* PROMPT 1
In two sentences, what does the glioblastoma differentiation passage report?
* PROMPT 2
Reproduce the glioblastoma differentiation passage between "Molecular analyses (LOH" and "identified (Fig. 2c,d).", inclusive.
* PROMPT 3
According to the glioblastoma differentiation passage, how many passages did GBM2 and GBM4 cells need before showing a purely non-neural, mesenchymal phenotype?

* TEXT SEGMENT
-*-
To observe the mesenchymal differentiation of GFAP+NNP and glioblastoma aggregate-derived cells, the cells were transferred to the alpha-MEM medium supplemented with 10% FBS. When cultured under these conditions, GFAP+NNP generated a population of cells with robust expression of Fibronectin and maintenance of CD44 expression (Fig. 6a,b). We previously defined this population as mesenchymal [8]. We show that similarly to GFAP+NNP, the aggregate-derived cells from GBM1, GBM2, GBM3, GBM4 and GBM8 exposed to alpha-MEM with 10% FBS for a number of passages, were induced to non-neural, mesenchymal phenotype (CD44+/GFAP-/MAP2-) and robustly expressed Fibronectin (Fig. 6c,d). The same effect was observed when heterogeneous glioblastoma cells isolated from GBM1, GBM2, GBM3, GBM4, GBM5 and GBM8, were exposed to alpha-MEM with 10% FBS (Fig. 6e). However, GBM2 and GBM4 cells required more passages (above 15) than GBM1, GBM3, GBM5, GBM8 (above 10), to present purely non-neural, mesenchymal phenotype. Interestingly, in GBM1 and GBM3 aggregate-derived cells, non-neural differentiation was also observed after exposure to neural differentiation medium, as described in the previous paragraph (Fig. 6d). Moreover, glioblastoma-derived mesenchymal cells exposed to adipogenic medium, showed features of adipogenesis (Fig. 6f). Considering our data, and recent literature demonstrating mesenchymal differentiation of glioblastoma cells [1], we defined the CD44+, GFAP-, MAP2- population of glioblastoma cells as mesenchymal.

These results show that two of the analyzed glioblastomas (GBM1 and GBM3) exhibited non-neural differentiation under both neural- and non-neural differentiation conditions.

Molecular analyses (LOH and/or P53 sequencing) confirmed that the population of cells with non-neural phenotype consisted entirely of glioblastoma cells and were not contaminated with normal cells as LOH, without contamination with the normal allele, nor were P53 mutations identified (Fig. 2c,d).

In addition, our results show that one out of eight glioblastomas (GBM7) did not form aggregates and did not differentiate in accordance with the GFAP+NNP differentiation model (Table 2).

CD133 positive cells were observed in the primary cultures isolated from six out of eight glioblastomas (Table 2; Fig. 1f). All these glioblastomas after exposure as a monolayer culture to the alpha-MEM with 10% FBS, showed a complete loss of CD133-positive cells. Both aggregates of glioblastoma cells and the cells released from the aggregates were negative for CD133 (Fig. 7a,b). Assay of BrdU incorporation revealed that acquisition of the mesenchymal phenotype correlated with very low mitotic activity when compared to the original population of glioblastoma cells isolated from GBM1, GBM 3, GBM 4, GBM 5, GBM 6, and GBM 8 (Fig. 7c,d). Only GBM2 did not show this regression of mitotic activity.

Glioblastoma cells with the multilineage phenotype obtained from the aggregates and the dispersed cells of all eight tumors were grown in cloning conditions in different media (see Methods). We were able to clone only cells isolated from GBM2, GBM4, and GBM6. GBM2 cells maintained the multilineage phenotype when exposed to serum-starvation medium (Fig. 8a). However, GBM4 and GBM6 acquired mesenchymal phenotype in all tested single cell assay conditions (Fig. 8b). These results showed that single cell assay can be applied only for some glioblastomas. Moreover, single cell assay altered the cellular phenotype in two out of three cloned cell lines. LOH and/or MSI analysis confirmed the neoplastic origin of the cloned cells.
-*-
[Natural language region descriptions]
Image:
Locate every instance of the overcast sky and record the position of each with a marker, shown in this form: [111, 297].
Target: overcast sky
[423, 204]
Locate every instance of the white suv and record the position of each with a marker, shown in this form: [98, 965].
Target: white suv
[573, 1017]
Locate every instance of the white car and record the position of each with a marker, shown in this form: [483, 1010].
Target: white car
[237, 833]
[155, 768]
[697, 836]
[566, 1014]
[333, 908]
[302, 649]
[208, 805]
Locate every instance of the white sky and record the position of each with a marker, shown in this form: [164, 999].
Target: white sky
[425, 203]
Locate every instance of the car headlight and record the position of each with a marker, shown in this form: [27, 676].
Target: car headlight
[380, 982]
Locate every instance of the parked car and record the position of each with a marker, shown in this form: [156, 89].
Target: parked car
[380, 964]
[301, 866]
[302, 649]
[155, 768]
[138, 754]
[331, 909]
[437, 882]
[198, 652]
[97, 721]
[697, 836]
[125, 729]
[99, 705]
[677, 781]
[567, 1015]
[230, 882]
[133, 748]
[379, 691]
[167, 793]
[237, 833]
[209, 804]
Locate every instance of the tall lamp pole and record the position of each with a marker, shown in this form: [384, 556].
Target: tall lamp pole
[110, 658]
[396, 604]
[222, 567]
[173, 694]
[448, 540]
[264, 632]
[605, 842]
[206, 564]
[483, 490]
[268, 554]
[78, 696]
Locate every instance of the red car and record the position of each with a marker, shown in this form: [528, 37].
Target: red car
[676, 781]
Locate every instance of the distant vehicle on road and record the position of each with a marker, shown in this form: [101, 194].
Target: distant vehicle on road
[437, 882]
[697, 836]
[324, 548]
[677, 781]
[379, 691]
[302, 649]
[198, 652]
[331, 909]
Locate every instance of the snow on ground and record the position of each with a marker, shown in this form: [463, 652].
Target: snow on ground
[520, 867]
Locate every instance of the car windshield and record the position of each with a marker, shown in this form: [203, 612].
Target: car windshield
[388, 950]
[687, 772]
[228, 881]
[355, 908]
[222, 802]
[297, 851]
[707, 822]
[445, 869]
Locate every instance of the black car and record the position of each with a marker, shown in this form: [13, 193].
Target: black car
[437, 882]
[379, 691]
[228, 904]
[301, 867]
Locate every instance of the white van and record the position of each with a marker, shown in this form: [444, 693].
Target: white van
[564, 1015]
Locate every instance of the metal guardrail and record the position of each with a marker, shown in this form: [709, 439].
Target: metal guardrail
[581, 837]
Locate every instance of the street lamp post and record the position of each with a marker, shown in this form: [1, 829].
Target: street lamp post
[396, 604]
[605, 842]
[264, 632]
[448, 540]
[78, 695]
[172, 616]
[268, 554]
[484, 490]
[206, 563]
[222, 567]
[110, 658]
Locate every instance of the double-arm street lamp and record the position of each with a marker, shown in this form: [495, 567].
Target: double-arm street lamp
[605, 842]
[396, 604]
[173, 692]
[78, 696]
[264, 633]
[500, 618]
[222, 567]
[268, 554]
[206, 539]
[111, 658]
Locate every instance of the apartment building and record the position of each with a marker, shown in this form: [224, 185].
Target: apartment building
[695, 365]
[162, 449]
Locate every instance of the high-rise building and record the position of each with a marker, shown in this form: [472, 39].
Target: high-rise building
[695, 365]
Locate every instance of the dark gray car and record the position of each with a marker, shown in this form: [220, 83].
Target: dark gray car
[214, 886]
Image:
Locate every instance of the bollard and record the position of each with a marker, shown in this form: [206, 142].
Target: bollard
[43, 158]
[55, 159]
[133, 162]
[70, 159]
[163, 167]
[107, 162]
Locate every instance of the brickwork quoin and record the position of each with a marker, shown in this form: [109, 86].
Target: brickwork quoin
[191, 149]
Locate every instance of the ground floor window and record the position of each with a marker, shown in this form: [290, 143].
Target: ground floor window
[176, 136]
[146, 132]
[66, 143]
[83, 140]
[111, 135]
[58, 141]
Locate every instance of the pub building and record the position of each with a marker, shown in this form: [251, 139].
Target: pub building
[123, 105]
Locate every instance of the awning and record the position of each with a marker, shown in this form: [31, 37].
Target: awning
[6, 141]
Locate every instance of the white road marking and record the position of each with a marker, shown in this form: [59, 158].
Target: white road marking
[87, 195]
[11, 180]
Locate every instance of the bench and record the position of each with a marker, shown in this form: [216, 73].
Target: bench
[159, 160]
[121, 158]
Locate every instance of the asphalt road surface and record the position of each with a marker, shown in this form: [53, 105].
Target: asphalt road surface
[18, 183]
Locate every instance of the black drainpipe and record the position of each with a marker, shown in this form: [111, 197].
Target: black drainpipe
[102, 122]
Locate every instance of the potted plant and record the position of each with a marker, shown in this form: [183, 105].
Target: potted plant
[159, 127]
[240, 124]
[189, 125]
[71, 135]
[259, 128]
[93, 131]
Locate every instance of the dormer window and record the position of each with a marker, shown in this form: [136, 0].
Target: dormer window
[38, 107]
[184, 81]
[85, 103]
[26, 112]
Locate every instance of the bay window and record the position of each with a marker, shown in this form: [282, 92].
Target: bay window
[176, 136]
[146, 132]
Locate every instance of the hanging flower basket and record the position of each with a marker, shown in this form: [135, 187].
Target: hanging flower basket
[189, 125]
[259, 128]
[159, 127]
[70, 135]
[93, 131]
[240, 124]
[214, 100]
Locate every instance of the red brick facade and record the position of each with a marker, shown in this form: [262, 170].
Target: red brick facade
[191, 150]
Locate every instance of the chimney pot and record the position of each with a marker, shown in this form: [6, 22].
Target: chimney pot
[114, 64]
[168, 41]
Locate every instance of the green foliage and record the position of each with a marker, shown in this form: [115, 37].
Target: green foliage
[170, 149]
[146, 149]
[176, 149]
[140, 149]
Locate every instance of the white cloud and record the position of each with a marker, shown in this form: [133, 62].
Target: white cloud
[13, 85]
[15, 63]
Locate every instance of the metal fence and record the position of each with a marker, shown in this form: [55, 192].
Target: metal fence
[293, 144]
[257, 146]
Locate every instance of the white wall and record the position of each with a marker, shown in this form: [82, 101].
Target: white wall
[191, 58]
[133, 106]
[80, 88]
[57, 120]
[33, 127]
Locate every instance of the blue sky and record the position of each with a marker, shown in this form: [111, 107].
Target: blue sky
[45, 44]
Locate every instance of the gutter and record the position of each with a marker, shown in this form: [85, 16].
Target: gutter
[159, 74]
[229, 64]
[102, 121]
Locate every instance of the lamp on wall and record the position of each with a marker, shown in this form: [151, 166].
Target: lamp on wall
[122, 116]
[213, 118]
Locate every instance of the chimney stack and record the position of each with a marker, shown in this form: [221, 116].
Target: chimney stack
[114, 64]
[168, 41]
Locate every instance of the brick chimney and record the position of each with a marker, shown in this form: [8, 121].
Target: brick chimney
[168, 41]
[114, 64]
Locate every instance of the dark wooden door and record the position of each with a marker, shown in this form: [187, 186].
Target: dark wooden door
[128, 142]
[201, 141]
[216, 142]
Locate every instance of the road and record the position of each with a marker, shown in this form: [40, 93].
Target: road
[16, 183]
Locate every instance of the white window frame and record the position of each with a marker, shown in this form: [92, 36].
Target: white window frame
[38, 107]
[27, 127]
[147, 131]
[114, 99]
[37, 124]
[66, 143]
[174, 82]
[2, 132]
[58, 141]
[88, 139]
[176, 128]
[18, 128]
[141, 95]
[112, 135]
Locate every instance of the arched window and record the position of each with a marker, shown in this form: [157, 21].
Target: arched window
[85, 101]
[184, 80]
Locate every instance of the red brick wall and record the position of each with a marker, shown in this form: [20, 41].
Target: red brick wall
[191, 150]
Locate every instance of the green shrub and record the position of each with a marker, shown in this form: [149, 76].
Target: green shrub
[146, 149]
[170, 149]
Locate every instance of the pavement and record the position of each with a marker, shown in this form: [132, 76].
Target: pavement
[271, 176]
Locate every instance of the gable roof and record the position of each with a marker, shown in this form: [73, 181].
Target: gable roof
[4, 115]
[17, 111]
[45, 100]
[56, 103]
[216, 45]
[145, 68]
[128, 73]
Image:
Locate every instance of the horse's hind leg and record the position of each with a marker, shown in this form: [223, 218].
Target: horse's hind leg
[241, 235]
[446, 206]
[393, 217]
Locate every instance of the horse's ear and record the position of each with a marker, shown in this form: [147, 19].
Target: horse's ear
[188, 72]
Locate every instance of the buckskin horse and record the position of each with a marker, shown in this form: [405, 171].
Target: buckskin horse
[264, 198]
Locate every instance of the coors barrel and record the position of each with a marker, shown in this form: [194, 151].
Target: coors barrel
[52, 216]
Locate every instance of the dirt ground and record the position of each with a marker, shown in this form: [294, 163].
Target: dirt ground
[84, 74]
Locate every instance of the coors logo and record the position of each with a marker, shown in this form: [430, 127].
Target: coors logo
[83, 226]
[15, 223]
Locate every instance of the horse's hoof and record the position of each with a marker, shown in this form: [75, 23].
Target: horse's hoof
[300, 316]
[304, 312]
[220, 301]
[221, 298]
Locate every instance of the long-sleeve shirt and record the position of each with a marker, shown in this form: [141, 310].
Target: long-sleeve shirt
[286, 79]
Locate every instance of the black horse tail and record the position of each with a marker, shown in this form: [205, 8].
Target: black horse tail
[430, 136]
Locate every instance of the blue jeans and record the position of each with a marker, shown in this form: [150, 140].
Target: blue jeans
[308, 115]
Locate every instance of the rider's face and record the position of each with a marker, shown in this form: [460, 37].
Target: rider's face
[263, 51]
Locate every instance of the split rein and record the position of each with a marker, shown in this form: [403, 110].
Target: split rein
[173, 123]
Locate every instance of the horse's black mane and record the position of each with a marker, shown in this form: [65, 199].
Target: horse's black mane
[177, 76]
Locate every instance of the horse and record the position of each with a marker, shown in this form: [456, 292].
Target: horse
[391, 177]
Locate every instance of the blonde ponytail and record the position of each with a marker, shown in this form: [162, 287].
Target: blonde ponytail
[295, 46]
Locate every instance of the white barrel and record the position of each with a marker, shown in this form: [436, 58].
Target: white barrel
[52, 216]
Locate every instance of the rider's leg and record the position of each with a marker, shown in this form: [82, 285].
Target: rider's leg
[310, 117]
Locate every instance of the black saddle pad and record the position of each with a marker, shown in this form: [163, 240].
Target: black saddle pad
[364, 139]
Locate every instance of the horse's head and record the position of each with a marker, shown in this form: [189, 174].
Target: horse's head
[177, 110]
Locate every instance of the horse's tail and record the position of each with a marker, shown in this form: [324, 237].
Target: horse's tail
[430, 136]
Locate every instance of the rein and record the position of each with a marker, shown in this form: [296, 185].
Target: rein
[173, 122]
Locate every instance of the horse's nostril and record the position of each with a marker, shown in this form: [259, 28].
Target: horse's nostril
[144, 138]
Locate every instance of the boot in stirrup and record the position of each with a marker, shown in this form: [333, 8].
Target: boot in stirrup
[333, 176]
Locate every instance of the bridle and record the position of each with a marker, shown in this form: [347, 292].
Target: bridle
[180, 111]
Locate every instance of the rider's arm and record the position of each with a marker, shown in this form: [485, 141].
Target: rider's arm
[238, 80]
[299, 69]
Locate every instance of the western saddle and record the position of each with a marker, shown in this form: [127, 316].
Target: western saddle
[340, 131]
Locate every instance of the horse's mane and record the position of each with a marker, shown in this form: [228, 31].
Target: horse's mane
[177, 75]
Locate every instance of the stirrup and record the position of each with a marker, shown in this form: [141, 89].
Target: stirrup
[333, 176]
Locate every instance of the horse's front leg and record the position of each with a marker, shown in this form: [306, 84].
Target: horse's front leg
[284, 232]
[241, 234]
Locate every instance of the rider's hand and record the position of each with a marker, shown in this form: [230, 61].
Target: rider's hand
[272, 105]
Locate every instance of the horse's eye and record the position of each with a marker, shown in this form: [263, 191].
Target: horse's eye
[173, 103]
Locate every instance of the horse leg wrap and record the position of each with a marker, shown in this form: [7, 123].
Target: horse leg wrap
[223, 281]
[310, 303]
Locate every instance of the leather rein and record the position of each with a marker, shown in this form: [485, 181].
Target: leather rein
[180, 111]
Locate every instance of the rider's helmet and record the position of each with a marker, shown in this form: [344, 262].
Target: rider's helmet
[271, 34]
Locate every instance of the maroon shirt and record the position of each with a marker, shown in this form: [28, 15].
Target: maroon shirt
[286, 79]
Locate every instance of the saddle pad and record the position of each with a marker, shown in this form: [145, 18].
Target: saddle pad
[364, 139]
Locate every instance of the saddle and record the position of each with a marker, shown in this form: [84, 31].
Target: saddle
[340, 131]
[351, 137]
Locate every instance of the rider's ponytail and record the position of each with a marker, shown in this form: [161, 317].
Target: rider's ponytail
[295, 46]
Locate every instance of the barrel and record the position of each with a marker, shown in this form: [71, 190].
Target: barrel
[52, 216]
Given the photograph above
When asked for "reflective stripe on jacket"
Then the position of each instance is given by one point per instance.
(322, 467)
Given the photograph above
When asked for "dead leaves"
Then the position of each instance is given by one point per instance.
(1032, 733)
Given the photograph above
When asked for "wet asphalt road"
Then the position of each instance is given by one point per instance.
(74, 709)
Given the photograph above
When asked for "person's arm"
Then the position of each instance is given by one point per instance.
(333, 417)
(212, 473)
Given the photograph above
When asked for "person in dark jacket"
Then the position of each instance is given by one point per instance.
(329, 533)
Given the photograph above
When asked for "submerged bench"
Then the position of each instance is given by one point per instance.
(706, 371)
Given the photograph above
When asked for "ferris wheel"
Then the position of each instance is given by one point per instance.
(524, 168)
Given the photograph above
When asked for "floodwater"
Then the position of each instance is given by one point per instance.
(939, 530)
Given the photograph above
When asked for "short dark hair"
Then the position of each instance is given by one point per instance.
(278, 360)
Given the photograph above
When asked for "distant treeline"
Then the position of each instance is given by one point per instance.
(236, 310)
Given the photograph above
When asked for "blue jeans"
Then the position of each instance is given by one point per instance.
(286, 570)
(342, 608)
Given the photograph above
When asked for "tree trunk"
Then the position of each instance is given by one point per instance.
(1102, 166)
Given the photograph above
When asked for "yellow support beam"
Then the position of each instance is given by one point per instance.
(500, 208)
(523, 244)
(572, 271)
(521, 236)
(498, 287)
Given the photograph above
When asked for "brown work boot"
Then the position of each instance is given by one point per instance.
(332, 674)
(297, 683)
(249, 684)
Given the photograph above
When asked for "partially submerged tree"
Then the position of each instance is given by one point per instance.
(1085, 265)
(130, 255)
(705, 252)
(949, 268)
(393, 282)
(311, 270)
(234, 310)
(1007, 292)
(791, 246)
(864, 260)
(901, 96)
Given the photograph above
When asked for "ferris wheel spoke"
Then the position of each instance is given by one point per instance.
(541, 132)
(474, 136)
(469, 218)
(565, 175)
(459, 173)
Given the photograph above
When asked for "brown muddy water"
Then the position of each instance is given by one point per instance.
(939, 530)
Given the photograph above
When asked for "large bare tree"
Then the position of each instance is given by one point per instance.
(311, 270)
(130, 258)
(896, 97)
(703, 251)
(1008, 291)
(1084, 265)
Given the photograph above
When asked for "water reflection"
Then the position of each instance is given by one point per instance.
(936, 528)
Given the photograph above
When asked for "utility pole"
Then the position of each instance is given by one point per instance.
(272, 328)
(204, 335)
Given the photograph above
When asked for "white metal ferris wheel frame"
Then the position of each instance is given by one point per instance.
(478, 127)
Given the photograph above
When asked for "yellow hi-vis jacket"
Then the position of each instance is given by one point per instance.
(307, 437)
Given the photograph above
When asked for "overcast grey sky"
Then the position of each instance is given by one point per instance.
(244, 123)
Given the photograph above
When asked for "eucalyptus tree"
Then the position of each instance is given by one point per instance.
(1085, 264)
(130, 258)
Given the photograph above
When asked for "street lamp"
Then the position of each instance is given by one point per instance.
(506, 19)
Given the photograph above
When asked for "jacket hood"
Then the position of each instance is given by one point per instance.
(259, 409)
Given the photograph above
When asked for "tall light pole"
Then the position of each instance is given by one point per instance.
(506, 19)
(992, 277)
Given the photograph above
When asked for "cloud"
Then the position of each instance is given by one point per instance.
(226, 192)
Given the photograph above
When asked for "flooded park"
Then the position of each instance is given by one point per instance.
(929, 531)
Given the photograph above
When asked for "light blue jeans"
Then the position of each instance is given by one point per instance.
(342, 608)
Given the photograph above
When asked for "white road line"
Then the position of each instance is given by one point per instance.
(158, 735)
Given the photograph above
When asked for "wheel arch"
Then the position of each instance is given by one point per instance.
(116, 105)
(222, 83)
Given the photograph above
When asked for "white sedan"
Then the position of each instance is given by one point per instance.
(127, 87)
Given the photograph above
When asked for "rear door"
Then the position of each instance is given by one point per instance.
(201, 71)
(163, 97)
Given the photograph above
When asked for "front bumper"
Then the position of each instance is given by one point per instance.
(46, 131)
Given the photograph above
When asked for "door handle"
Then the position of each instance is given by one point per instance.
-*-
* RESULT 1
Aggregate-derived and heterogeneous glioblastoma cells cultured in alpha-MEM with 10% FBS took on a mesenchymal CD44+/GFAP-/MAP2- phenotype with robust Fibronectin expression, lost their CD133-positive cells, and, except in GBM2, showed very low mitotic activity. Only cells from GBM2, GBM4 and GBM6 could be cloned: GBM2 kept its multilineage phenotype under serum starvation, while GBM4 and GBM6 became mesenchymal in all tested single cell assay conditions.

* RESULT 2
Molecular analyses (LOH and/or P53 sequencing) confirmed that the population of cells with non-neural phenotype consisted entirely of glioblastoma cells and were not contaminated with normal cells as LOH, without contamination with the normal allele, nor were P53 mutations identified (Fig. 2c,d).

* RESULT 3
More than 15 passages.